** DOCUMENT SECTION **
........

I simultaneously thanked people on their apologies while educating them on how things they said were hurtful to me. I even made a post on my social media including things to say when you’re not sure what to say. While it is not your responsibility to correct them, it is your responsibility to take care of yourself and your mental health the best you can during a time where you are likely already struggling. Preparing a statement on your boundaries when you announce your miscarriage may save you, and your loved ones, a hard conversation later.
6. Your baby and your pregnancy are still important no matter the circumstances
Going back to the previous point, it felt as if a lot of people did not feel that this pregnancy was valid or that my baby’s life (of lack thereof) was something to grieve. Ultimately, I had decided that their opinion was not relevant to me, and I would grieve how I needed to. It didn’t matter to me that I was seven weeks pregnant and that there was a chance the fetus inside of me may have never had a heartbeat or had too many genetic abnormalities to survive outside of my womb. What mattered to me that I was still grieving a loss, regardless of how you may feel about spirituality. I was losing a future I had envisioned and was entirely ready for. That alone was enough suffering for me to feel justified in my grief.
I made a little memento box for my pregnancy and the life that I lost. I included the pregnancy test, and a beautiful glass blueberry that represented how big they had grown. My husband and I decided on a name that honored this pregnancy and was meaningful to us, which helped us when referring to our little one without saying dismissive things like “the fetus” or “it.” I also bought a necklace to remind me of the life I carried for seven weeks and I have not taken it off since then. For me, these ways of grieving me helped remind me that while I never got to hold or see the life I had created, they were real and they would be a part of me for the rest of my life.
It also didn’t matter that I could get pregnant again, although people tended to focus on the future with a hopeful outlook instead of validating my painful present. My doctor did discuss trying to conceive after our loss with me. I had learned that many people experience a rise in fertility following a miscarriage and my doctor was confident that I would be able to be pregnant again in just a few months, if I had wanted to.

........

** TASKS FOR THIS EXERCISE **
a. Rewrite the paragraph of the essay on grieving a miscarriage that begins "I made a little memento box" as a short bulleted list, keeping its main facts.
b. In one to three sentences, explain what choosing a name for the pregnancy helped with, according to the essay on grieving a miscarriage.

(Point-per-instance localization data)
........

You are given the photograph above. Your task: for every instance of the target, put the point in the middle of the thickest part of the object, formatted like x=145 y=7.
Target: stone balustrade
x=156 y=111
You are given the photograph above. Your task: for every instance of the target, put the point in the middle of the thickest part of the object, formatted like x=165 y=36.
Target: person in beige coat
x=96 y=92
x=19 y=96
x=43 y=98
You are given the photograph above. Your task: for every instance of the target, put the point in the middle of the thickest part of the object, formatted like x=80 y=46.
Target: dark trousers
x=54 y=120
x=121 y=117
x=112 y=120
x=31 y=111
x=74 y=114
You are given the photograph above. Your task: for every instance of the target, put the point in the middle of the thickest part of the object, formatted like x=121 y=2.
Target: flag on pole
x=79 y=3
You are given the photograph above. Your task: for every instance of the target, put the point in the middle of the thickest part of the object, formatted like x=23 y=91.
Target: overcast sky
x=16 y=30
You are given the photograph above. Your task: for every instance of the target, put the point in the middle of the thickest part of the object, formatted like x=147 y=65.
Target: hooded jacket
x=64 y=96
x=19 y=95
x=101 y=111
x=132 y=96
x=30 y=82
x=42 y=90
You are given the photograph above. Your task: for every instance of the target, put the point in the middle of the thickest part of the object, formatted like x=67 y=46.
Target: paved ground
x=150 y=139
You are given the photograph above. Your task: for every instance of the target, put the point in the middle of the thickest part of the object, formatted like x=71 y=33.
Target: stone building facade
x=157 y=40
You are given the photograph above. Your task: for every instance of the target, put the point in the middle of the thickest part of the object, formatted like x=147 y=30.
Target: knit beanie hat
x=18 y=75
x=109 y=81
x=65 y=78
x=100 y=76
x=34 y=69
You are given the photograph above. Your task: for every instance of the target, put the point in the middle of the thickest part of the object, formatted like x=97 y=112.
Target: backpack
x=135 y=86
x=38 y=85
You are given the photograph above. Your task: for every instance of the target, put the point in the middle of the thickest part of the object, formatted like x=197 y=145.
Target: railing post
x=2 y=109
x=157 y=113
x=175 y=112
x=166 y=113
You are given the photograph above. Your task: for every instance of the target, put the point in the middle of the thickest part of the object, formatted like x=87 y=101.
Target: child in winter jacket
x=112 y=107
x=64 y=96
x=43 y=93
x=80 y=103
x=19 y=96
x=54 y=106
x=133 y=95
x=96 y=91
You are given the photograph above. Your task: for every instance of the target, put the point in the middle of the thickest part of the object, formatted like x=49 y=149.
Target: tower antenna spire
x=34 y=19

........

** RESULTS OF THE TASKS **
a.
- Made a small memento box for the pregnancy and the life that was lost.
- Put the pregnancy test in it, along with a glass blueberry showing how big the baby had grown.
- Chose a meaningful name honoring the pregnancy with my husband, which let us refer to our little one without dismissive words like "the fetus" or "it."
- Bought a necklace as a reminder of the seven-week pregnancy and have worn it ever since.
- These ways of grieving were reminders that, though never held or seen, the life was real and will be part of me for the rest of my life.

b. Choosing a name that honored the pregnancy and was meaningful to them helped when they talked about their little one. It let them avoid dismissive terms like "the fetus" or "it."